▸ WHAT THE TASK ASKS
Reproduce the lines below word for word, starting at the line with "Please segment every instance of the macro" and ending with the line with "143L1040 31L353 6L247", both included.

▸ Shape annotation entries
#####

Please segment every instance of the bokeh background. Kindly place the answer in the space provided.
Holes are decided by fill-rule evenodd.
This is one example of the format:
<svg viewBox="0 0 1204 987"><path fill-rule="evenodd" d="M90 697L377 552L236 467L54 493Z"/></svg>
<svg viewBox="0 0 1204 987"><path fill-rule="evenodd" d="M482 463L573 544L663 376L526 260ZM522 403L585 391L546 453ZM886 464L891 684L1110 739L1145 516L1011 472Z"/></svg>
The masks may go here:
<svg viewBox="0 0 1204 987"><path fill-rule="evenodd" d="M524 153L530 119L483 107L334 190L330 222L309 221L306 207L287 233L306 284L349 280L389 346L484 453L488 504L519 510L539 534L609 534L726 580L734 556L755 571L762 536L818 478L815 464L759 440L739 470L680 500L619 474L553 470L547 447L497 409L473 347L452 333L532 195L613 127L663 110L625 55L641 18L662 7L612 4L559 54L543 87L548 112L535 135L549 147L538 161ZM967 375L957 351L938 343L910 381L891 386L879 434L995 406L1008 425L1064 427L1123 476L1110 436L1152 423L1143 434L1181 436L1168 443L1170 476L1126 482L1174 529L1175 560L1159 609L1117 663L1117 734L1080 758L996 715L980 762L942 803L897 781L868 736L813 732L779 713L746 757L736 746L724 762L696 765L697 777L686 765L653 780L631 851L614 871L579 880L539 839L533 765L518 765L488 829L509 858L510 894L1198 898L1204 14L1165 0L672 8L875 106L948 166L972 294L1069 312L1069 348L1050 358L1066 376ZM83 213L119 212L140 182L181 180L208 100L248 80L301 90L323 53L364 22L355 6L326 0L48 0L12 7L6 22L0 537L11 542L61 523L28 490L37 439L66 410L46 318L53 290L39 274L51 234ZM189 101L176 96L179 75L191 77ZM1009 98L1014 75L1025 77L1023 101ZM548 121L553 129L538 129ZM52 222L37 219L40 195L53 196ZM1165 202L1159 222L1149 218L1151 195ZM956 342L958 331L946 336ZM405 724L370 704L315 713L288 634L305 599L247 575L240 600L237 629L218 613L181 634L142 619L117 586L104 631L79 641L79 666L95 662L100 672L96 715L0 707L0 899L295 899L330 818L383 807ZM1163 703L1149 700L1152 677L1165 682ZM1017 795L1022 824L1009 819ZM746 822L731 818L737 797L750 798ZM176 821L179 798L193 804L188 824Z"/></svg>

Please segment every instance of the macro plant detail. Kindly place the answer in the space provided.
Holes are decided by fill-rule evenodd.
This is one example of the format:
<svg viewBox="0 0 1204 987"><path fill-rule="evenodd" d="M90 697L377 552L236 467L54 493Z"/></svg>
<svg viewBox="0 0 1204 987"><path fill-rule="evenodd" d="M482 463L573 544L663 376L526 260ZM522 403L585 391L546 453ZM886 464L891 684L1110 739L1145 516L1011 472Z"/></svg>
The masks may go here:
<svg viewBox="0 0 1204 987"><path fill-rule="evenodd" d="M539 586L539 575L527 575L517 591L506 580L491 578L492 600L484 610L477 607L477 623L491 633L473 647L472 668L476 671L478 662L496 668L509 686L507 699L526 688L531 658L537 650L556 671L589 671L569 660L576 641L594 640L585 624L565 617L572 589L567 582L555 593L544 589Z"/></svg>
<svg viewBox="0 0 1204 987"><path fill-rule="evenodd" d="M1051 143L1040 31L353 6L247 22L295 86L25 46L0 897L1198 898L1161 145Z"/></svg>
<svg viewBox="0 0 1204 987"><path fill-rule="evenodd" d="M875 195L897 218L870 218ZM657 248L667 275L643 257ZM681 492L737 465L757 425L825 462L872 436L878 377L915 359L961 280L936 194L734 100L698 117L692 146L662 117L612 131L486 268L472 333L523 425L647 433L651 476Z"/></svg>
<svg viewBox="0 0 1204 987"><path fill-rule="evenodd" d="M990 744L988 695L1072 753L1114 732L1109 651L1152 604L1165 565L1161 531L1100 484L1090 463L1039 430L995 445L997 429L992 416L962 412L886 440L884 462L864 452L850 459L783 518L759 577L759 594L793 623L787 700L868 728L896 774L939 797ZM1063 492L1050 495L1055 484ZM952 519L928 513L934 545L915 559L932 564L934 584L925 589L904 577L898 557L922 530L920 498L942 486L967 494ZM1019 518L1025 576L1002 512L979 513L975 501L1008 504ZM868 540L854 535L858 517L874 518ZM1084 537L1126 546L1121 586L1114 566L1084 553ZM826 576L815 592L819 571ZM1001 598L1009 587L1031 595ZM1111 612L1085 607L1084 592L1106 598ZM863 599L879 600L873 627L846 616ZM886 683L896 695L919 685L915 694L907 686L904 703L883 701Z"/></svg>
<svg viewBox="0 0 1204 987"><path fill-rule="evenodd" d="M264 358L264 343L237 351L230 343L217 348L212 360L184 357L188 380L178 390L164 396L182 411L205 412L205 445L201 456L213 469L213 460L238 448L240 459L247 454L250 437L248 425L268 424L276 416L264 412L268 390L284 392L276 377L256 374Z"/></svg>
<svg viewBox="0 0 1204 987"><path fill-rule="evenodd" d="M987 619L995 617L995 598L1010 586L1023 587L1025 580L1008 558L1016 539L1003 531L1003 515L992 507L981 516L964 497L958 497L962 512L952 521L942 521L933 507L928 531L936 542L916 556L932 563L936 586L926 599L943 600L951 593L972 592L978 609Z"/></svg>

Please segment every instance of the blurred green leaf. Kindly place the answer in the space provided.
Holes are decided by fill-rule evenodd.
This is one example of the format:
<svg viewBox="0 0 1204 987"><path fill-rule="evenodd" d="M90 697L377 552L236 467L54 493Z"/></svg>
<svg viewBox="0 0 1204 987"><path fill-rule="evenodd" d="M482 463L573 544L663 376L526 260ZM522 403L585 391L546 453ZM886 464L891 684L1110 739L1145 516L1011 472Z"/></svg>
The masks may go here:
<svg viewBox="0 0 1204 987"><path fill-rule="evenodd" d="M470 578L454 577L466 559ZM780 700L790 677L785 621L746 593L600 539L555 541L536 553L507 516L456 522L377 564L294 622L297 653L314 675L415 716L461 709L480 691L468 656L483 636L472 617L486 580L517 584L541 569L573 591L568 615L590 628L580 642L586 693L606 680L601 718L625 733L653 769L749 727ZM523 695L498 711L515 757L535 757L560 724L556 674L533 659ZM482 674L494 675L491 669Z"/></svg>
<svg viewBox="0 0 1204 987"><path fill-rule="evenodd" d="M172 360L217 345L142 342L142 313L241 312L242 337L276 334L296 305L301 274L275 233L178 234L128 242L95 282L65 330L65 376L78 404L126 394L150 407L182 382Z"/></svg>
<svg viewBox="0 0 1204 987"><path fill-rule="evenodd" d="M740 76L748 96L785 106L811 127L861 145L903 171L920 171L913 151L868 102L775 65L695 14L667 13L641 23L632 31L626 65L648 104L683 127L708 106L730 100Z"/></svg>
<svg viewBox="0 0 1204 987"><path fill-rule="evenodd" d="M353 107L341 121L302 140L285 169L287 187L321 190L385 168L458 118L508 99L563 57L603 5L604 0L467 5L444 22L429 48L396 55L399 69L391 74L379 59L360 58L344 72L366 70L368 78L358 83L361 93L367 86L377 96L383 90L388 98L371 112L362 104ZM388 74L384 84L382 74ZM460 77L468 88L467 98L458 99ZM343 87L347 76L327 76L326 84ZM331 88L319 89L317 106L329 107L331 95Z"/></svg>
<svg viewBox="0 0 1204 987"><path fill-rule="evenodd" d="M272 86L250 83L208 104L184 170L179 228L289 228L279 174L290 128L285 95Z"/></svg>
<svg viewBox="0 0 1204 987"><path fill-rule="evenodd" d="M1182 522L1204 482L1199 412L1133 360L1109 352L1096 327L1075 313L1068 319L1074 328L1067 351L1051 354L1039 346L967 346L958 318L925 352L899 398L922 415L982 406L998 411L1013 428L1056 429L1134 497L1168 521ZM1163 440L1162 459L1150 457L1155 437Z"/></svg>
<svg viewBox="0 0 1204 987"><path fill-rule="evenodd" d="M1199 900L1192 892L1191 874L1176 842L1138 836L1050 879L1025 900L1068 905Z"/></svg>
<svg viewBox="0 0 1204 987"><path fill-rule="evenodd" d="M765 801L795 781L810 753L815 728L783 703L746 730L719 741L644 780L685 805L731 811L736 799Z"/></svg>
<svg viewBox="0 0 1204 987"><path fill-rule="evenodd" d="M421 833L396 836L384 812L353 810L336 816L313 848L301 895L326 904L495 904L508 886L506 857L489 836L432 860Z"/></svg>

#####

▸ TASK ANSWER
Please segment every instance of the macro plant detail. Kindly place the answer in the space provided.
Holes are decided by fill-rule evenodd.
This is one example of the format:
<svg viewBox="0 0 1204 987"><path fill-rule="evenodd" d="M90 697L377 552L236 467L54 493Z"/></svg>
<svg viewBox="0 0 1204 987"><path fill-rule="evenodd" d="M482 463L573 544L663 376L526 260ZM522 403L585 391L546 453ZM886 464L891 684L1110 739L1145 516L1011 472Z"/></svg>
The masks may go here:
<svg viewBox="0 0 1204 987"><path fill-rule="evenodd" d="M539 586L539 575L527 575L517 591L506 580L491 578L492 600L484 610L477 607L477 623L491 633L473 647L472 668L476 671L478 662L496 668L509 686L507 699L526 688L531 658L537 650L556 671L589 671L569 660L576 641L594 640L585 624L565 617L572 589L567 582L555 593L544 589Z"/></svg>
<svg viewBox="0 0 1204 987"><path fill-rule="evenodd" d="M1051 143L1040 31L353 6L247 22L295 86L25 46L0 897L1198 898L1161 145Z"/></svg>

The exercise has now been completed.